• **文書の一節**
════════
吉田恵理さんによる「白秋をまねる中也」、中原豊さんによる「富士正晴の中原中也論――伊東静雄との交友を通じて」の研究発表の後、「詩はどこへ向かうのか?―2020年に読む中原中也」と題された詩人トークが、司会は蜂飼耳さん、パネリストはカニエ・ナハさん、杉本真維子さん、三角みづ紀さん、四元康祐さんで行われました。

開催の趣旨は、
 
このコロナ禍がもたらした社会の変化や距離感の変容の中、詩人たちはなにを思い、どんなことを考えているだろうか? 変わりゆく時代、言葉と向き合い、何を思うのか? 現在、日本語の詩を第一線で支える詩人たちをパネリストとして迎え、詩について、自由な議論が繰り広げられる場としたい。詩をめぐって、新たなグランドマップの手掛かりを探りたい。中原中也についても、それぞれの詩観に照らしたユニークな意見と見解を訊けるだろう。詩はどこへ向かうのか? 

ということでした。

まず、このコロナ禍の中、パネリストが何を考え、どう過ごしたか、などを話されました。
そして、詩人一人一人が、「2020年に読む中原中也」ということで、お薦めの中也の詩を紹介されました。

カニエ・ナハさんは、大林宣彦監督の遺作「海辺の映画館ーキネマの玉手箱」の冒頭で使われている「野卑時代」を選ばれました。
════════
• **データ記録**
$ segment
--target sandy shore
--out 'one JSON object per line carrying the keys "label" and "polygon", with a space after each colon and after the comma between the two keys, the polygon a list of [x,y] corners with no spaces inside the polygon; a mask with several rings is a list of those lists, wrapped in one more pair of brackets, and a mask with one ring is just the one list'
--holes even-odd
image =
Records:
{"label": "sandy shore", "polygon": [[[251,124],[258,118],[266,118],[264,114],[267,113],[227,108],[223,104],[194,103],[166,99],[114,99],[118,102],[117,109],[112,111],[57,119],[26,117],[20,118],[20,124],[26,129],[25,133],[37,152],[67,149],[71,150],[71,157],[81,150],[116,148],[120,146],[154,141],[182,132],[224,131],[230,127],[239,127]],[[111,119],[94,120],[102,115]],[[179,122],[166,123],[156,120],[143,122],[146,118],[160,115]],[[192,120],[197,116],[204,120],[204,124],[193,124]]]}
════════
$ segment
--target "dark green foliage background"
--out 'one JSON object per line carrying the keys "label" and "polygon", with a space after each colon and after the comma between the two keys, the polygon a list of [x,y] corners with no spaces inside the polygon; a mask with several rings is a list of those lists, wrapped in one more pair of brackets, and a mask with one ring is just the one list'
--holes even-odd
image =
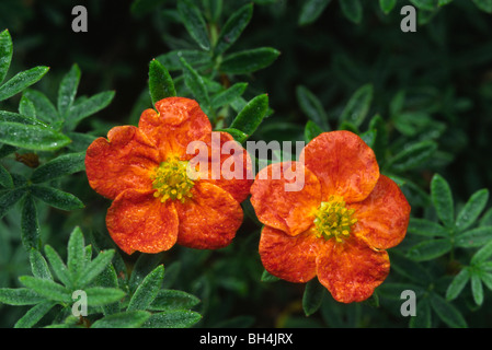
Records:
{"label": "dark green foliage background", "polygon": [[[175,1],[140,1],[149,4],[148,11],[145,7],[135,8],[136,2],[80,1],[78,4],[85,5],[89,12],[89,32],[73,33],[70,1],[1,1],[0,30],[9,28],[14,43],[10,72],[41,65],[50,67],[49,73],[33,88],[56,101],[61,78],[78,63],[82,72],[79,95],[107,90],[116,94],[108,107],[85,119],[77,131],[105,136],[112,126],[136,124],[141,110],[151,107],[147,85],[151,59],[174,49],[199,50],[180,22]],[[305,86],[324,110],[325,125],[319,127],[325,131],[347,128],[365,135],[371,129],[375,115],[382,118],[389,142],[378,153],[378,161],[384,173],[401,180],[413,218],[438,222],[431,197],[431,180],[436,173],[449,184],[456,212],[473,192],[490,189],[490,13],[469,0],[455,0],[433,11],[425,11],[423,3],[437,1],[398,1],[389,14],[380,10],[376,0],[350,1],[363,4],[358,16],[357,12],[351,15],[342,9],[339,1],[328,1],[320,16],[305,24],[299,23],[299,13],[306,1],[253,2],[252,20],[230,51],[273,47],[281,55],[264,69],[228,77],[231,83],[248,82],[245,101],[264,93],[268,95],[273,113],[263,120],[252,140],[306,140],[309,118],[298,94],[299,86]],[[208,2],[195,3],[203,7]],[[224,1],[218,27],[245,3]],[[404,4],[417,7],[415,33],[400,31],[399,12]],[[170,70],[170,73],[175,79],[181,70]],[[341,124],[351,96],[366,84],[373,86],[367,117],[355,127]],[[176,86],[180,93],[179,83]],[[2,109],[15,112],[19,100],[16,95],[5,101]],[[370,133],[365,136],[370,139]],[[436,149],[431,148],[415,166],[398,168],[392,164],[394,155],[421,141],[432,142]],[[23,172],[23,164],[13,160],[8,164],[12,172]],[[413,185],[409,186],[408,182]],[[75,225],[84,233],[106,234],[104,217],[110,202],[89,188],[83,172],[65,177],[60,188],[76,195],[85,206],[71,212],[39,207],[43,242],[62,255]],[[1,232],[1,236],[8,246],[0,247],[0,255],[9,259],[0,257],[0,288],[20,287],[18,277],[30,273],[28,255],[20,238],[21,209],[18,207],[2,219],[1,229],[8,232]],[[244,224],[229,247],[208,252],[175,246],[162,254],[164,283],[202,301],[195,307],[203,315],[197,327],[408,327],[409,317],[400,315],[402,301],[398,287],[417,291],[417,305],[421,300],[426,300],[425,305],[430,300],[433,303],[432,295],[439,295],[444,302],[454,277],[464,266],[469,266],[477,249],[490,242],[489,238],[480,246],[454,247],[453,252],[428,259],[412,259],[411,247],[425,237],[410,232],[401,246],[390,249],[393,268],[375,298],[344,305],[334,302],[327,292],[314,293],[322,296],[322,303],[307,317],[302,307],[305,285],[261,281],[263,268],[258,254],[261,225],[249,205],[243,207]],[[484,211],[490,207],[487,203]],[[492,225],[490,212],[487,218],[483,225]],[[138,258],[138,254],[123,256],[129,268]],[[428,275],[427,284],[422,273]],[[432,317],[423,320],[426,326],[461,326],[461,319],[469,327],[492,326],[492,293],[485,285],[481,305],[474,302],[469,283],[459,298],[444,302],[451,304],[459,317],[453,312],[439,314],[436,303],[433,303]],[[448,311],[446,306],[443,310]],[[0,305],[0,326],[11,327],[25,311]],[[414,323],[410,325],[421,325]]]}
════════
• **記述課題 1**
文書の一節のうち、「まず、このコロナ禍の中、パネ」から始まり「使われている「野卑時代」を選ばれました。」に至るまでの部分を、一字一句違えずに書き写してください。
• **記述課題 2**
文書の一節の内容を二文で要約してください。
• **記述課題 3**
文書の一節にある次の文を英語に翻訳してください：カニエ・ナハさんは、大林宣彦監督の遺作「海辺の映画館ーキネマの玉手箱」の冒頭で使われている「野卑時代」を選ばれました。

• **完全解答 1**
まず、このコロナ禍の中、パネリストが何を考え、どう過ごしたか、などを話されました。
そして、詩人一人一人が、「2020年に読む中原中也」ということで、お薦めの中也の詩を紹介されました。

カニエ・ナハさんは、大林宣彦監督の遺作「海辺の映画館ーキネマの玉手箱」の冒頭で使われている「野卑時代」を選ばれました。

• **完全解答 2**
研究発表の後、蜂飼耳さんの司会のもと、カニエ・ナハさん、杉本真維子さん、三角みづ紀さん、四元康祐さんをパネリストとして、「詩はどこへ向かうのか?―2020年に読む中原中也」と題された詩人トークが行われました。パネリストはコロナ禍の中で考えたことや過ごし方を語り、一人一人がお薦めの中也の詩を紹介しました。

• **完全解答 3**
Kanie Naha chose "Yahi Jidai," which is used at the opening of "Umibe no Eigakan: Kinema no Tamatebako," the final work of director Nobuhiko Obayashi.